[Region outline entries]
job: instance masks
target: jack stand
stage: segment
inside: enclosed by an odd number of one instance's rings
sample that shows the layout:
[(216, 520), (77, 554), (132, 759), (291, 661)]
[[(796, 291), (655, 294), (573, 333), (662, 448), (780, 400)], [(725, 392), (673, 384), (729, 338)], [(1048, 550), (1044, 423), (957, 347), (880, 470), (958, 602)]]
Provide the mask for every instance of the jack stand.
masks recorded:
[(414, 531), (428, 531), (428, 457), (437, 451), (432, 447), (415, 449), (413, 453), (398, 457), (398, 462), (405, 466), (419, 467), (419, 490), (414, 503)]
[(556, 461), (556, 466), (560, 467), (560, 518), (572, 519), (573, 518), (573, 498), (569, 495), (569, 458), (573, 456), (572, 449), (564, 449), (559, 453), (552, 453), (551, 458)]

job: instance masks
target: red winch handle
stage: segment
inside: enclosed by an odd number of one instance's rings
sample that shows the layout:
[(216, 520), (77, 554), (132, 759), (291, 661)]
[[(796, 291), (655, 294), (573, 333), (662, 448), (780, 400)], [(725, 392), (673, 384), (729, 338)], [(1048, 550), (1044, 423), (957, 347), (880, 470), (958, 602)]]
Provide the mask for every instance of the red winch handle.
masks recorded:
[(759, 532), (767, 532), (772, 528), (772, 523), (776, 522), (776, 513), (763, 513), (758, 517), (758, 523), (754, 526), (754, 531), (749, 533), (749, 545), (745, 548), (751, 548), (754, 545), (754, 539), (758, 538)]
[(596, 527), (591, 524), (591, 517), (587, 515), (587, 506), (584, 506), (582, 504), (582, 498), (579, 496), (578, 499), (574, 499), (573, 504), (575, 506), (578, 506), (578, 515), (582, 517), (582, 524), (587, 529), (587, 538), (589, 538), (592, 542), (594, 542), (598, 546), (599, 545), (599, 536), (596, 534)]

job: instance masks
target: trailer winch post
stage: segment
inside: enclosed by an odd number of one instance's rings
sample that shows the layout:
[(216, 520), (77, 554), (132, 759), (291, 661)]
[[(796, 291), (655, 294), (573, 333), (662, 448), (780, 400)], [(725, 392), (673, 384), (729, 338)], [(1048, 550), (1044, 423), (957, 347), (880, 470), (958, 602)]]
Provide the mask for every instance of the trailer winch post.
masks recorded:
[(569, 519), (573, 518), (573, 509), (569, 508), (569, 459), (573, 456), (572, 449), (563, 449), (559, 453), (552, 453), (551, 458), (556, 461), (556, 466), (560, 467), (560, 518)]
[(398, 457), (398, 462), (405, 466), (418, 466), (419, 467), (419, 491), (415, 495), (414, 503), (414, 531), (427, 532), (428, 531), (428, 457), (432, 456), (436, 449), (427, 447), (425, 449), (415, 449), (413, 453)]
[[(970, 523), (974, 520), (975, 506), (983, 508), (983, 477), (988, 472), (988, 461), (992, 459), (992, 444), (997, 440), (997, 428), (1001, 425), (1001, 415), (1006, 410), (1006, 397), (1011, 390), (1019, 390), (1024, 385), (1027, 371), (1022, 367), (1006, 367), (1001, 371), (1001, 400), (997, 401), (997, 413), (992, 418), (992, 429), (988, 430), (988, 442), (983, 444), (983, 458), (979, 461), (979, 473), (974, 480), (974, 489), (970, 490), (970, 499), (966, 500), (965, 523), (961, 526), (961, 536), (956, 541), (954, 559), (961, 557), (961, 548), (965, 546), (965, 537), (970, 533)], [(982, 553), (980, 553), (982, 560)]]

## WHAT NEEDS TO BE DONE:
Reproduce all data above, unchanged.

## FINAL ANSWER:
job: instance masks
target: jack stand
stage: segment
inside: enclosed by an odd number of one instance's rings
sample that shows the layout:
[(216, 520), (77, 554), (132, 759), (291, 661)]
[[(796, 291), (655, 294), (573, 333), (662, 448), (780, 400)], [(725, 392), (673, 384), (729, 338)], [(1048, 550), (1044, 423), (957, 347), (880, 470), (958, 602)]]
Provide the mask for every instance of the jack stand.
masks recorded:
[(414, 531), (428, 531), (428, 457), (437, 451), (432, 447), (415, 449), (413, 453), (398, 457), (398, 462), (405, 466), (419, 467), (419, 490), (414, 503)]
[(556, 461), (556, 466), (560, 467), (560, 518), (572, 519), (573, 518), (573, 498), (569, 495), (569, 458), (573, 456), (572, 449), (564, 449), (559, 453), (552, 453), (551, 458)]

job: instance masks
target: red winch handle
stage: segment
inside: enclosed by an odd number of one instance's rings
sample that shows the layout:
[(216, 520), (77, 554), (132, 759), (291, 661)]
[[(796, 291), (655, 294), (573, 333), (662, 448), (780, 400)], [(725, 392), (673, 384), (729, 338)], [(1048, 550), (1044, 423), (957, 347), (880, 470), (958, 602)]]
Provide the mask for every instance of the red winch handle.
masks recorded:
[(759, 532), (767, 532), (772, 528), (772, 523), (776, 522), (776, 513), (763, 513), (758, 517), (758, 523), (754, 526), (754, 531), (749, 533), (749, 545), (745, 548), (751, 548), (754, 545), (754, 539), (758, 538)]
[(596, 527), (591, 524), (591, 517), (587, 515), (587, 506), (584, 506), (582, 504), (582, 498), (579, 496), (578, 499), (574, 499), (573, 504), (575, 506), (578, 506), (578, 515), (582, 517), (582, 524), (587, 529), (587, 538), (589, 538), (592, 542), (594, 542), (598, 546), (599, 545), (599, 536), (596, 534)]

job: instance masks
target: trailer winch post
stage: segment
inside: enclosed by an odd number of one instance's rings
sample that shows the layout:
[(216, 520), (77, 554), (132, 759), (291, 661)]
[[(796, 291), (655, 294), (573, 333), (662, 448), (780, 400)], [(725, 392), (673, 384), (729, 338)], [(1048, 550), (1044, 423), (957, 347), (880, 470), (958, 602)]]
Provide the mask for every instance of the trailer winch post.
masks recorded:
[(569, 519), (573, 518), (573, 509), (569, 508), (569, 459), (573, 456), (572, 449), (563, 449), (559, 453), (552, 453), (551, 458), (556, 461), (556, 466), (560, 467), (560, 518)]
[(398, 457), (398, 462), (405, 466), (418, 466), (419, 467), (419, 491), (415, 495), (414, 503), (414, 531), (427, 532), (428, 531), (428, 457), (432, 456), (436, 449), (427, 447), (425, 449), (415, 449), (413, 453)]
[[(970, 523), (974, 520), (975, 506), (983, 508), (983, 477), (988, 472), (988, 461), (992, 459), (992, 444), (997, 440), (997, 428), (1001, 425), (1001, 415), (1006, 410), (1006, 397), (1011, 390), (1019, 390), (1024, 385), (1027, 371), (1022, 367), (1006, 367), (1001, 371), (1001, 400), (997, 401), (997, 413), (992, 418), (992, 429), (988, 430), (988, 442), (983, 444), (983, 458), (979, 461), (979, 473), (974, 480), (974, 489), (970, 490), (970, 499), (966, 500), (965, 523), (961, 526), (961, 536), (956, 541), (954, 559), (961, 557), (961, 548), (965, 546), (965, 537), (970, 533)], [(982, 553), (980, 553), (982, 560)]]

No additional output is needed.